* _TASK DESCRIPTION_: What is needed is an exact copy of the entries below, from the line that contains "shadow on grass?" through the final line, both included, and nothing else.

* _DATA FOR THIS TASK_:
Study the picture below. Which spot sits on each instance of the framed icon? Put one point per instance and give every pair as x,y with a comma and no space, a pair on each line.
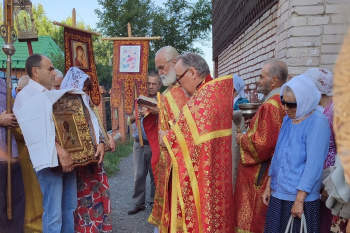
74,130
80,58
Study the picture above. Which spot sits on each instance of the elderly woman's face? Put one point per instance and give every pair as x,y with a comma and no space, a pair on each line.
289,99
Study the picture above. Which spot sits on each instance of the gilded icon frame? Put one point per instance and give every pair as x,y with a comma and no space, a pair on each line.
79,137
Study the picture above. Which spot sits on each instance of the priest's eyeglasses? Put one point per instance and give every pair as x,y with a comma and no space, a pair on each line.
180,77
288,104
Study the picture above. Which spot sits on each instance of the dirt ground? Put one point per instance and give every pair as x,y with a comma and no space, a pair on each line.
121,187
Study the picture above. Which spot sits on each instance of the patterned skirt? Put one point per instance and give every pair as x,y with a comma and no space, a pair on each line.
279,212
93,213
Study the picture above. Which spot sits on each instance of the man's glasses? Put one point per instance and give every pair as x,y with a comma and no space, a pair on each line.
288,104
180,77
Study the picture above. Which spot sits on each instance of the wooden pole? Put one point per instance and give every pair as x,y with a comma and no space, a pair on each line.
129,30
8,21
132,38
139,128
75,28
74,18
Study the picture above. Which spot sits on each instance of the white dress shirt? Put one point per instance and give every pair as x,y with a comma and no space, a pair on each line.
33,110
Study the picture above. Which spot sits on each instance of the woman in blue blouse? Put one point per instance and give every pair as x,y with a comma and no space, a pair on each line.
296,167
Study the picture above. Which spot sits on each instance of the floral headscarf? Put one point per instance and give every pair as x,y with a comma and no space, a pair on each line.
239,87
306,94
323,80
74,78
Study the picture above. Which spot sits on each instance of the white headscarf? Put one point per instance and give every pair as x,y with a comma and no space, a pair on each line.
323,79
306,94
74,78
239,87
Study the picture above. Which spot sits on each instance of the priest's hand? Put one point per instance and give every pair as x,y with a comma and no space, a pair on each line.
267,193
238,138
298,206
65,159
8,120
152,109
100,151
161,134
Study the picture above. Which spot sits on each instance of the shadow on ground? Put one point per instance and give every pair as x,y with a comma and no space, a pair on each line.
121,186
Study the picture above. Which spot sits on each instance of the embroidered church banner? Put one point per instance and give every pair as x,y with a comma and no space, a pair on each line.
130,67
79,53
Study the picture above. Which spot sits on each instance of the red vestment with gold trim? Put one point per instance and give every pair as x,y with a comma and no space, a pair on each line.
257,148
173,99
199,145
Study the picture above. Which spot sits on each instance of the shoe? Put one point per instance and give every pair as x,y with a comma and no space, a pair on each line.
151,204
135,210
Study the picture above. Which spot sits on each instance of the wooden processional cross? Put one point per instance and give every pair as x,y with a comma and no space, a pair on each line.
126,76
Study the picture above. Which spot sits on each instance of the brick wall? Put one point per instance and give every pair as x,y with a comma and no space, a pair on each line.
310,33
247,53
303,33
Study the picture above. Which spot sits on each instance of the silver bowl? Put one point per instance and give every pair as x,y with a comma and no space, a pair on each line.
249,109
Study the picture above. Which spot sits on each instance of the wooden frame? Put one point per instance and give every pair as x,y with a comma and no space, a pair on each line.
74,130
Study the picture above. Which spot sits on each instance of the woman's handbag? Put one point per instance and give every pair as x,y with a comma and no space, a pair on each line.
302,224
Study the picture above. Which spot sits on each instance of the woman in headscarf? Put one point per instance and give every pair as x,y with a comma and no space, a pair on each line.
323,79
296,167
93,213
239,92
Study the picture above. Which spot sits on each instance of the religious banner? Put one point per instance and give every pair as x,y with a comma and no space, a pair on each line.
130,67
79,53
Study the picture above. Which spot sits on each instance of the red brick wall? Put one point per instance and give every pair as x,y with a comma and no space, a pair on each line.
246,54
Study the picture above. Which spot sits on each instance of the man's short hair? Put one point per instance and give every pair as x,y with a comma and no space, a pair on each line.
58,73
154,73
23,81
277,68
169,52
33,60
194,60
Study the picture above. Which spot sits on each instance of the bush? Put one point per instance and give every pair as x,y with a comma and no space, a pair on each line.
112,159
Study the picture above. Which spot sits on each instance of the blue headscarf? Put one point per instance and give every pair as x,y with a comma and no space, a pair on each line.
306,94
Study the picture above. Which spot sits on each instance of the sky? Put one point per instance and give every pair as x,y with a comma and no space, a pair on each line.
60,10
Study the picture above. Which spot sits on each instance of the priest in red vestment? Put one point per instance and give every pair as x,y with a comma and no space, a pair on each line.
257,147
199,145
170,104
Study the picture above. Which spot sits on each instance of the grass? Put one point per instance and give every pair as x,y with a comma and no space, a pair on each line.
112,159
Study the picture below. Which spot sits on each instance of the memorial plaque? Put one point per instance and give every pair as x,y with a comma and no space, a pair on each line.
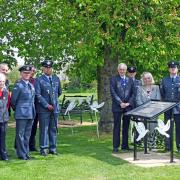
151,109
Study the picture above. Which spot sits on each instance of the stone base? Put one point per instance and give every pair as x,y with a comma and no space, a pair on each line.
152,159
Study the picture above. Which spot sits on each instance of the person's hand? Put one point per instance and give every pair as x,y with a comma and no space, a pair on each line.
127,104
123,105
50,107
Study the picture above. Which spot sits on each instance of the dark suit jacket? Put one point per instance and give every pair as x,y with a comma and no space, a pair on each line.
121,94
44,92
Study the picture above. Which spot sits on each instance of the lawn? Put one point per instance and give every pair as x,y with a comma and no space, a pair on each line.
81,156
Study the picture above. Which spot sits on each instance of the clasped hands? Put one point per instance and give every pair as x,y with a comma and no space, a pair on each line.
124,105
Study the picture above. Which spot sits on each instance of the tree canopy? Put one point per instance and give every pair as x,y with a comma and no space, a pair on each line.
94,35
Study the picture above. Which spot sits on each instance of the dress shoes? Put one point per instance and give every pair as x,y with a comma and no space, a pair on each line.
126,149
115,150
30,158
33,149
43,153
23,158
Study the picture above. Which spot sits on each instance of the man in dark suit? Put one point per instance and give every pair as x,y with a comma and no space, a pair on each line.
131,72
48,90
122,92
22,102
170,91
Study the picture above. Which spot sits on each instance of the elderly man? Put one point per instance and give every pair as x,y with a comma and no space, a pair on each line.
131,72
122,92
170,91
48,90
22,102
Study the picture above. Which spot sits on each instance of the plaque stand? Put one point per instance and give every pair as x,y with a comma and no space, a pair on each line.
140,114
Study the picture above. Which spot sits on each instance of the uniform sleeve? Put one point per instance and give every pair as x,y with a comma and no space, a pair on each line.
14,96
114,95
139,96
39,97
158,94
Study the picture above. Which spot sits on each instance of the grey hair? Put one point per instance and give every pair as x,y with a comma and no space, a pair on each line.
122,65
149,75
2,75
3,64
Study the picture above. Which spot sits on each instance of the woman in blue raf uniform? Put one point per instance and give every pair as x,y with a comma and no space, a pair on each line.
170,91
4,116
48,90
22,102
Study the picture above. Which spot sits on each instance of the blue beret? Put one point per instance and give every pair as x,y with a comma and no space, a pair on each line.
47,63
131,69
25,68
172,64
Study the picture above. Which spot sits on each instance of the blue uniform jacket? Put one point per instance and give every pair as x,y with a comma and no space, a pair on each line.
46,94
22,100
121,94
170,91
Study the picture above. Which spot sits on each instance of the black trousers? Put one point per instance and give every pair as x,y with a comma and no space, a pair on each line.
32,139
117,128
167,116
3,127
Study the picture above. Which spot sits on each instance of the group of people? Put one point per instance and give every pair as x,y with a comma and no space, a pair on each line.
36,99
127,93
33,100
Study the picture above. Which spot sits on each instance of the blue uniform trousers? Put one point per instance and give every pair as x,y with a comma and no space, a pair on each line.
167,116
117,127
3,127
47,129
23,132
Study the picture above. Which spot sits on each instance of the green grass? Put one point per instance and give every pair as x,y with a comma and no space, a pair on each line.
81,156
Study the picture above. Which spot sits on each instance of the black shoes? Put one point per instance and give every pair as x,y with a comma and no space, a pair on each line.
115,150
126,149
53,152
32,149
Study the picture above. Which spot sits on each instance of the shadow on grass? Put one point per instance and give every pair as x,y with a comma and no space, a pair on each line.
84,142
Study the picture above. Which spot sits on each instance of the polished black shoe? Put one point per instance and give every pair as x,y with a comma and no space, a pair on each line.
115,150
23,158
33,149
126,149
5,159
43,153
53,152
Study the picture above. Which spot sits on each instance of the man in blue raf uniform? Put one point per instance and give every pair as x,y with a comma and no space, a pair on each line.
170,91
22,102
122,92
48,90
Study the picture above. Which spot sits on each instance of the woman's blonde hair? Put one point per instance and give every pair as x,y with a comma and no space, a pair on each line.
147,74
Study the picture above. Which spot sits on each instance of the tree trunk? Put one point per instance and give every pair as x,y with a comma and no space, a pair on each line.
104,73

* _EXERCISE RESULT_:
Study the picture above. Which spot sits on each instance of the shadow on grass? Put one point per instance and give every pair as x,y with a comma and no space, a pair on each line.
84,142
Study the picture above. Which spot sits on each instance of the polished black shoe? Put one point per instance and give every pair as x,y with a comma and no space, a pair on each line.
115,150
23,158
33,149
126,149
5,159
43,153
53,152
Study the picture above. Which spot sits on each instance of the man in blue raf uniform? Put one point per instance and give every pair as x,y with a comma and no space, a pair on each line.
170,91
22,102
122,92
48,90
Study the picture above. Which spot sits on each instance of the woman's blonde hair? Put one point per instance and give every pair as x,y with a comma and no space, a pair on each line.
147,74
Study the picture above. Which spot sits on each instance of the tree trunk? Put one point per instance and give every pair as x,y with a comma and no space, a pair on each line.
104,73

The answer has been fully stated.